What needs to be done.
Please show every line in the items below that contains the string "outline". Case counts.

Information provided.
□ □ □ □ □

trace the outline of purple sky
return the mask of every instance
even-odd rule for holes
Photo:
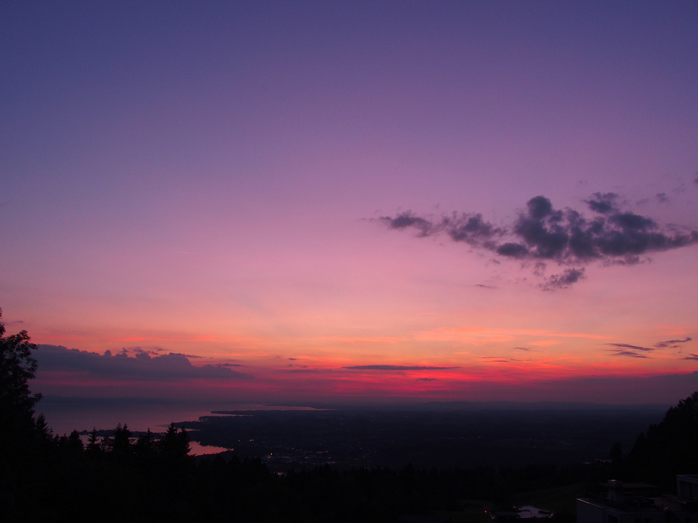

□ □ □ □ □

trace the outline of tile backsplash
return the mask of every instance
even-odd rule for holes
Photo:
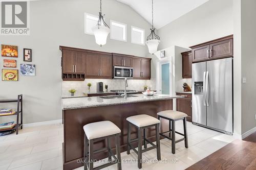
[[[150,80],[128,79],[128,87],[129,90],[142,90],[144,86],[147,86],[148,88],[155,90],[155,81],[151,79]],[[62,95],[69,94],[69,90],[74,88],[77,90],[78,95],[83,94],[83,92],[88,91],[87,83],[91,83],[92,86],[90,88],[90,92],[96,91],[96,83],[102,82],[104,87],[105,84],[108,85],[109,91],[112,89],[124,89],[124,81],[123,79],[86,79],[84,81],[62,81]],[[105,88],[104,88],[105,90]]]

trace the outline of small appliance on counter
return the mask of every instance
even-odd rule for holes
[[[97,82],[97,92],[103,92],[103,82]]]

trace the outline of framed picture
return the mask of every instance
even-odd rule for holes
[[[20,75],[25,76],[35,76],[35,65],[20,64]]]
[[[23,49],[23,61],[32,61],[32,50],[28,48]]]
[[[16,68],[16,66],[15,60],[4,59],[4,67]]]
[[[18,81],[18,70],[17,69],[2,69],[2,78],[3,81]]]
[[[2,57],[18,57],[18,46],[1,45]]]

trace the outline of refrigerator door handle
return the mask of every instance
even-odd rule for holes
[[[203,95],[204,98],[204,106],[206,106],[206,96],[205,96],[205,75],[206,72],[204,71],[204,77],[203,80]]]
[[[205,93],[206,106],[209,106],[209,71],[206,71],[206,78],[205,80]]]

□ □ □ □ □

Complete response.
trace the outline of purple sky
trace the outline of tile backsplash
trace the outline of small appliance on counter
trace the outline of framed picture
trace the outline of refrigerator door handle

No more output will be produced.